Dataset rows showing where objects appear
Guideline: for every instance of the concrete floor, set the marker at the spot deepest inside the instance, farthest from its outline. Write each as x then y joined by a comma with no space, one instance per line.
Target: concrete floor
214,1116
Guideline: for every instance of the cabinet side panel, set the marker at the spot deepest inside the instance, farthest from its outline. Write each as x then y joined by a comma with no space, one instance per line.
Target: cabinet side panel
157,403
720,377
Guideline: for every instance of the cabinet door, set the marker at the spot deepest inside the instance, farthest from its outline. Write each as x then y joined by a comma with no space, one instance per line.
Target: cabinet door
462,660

> _Set task_: Substitute "point" for every occurrence of "marker" in the data above and reproduce all of it, leaving everything else unchanged.

> _Task answer_:
Guideline: for every instance of the concrete floor, set the point at the spot deepest inside the instance, farthest from its outline. Write each as x then y joined by a comma with no space, one instance per line.
Target: concrete floor
214,1116
Guideline: for every instance of the cabinet side panel, set the point at the spot deepest inside the instance, farthest from its outline. Write each as x then y joined by a comma with no space, one instance per line.
Target: cabinet side panel
157,403
720,377
Guideline: for every instance of the cabinet door, set the point at the spot deepest inside the instance, farthest from its outline. Write each as x then y joined by a comma with no space, one instance per line.
Target: cabinet door
462,660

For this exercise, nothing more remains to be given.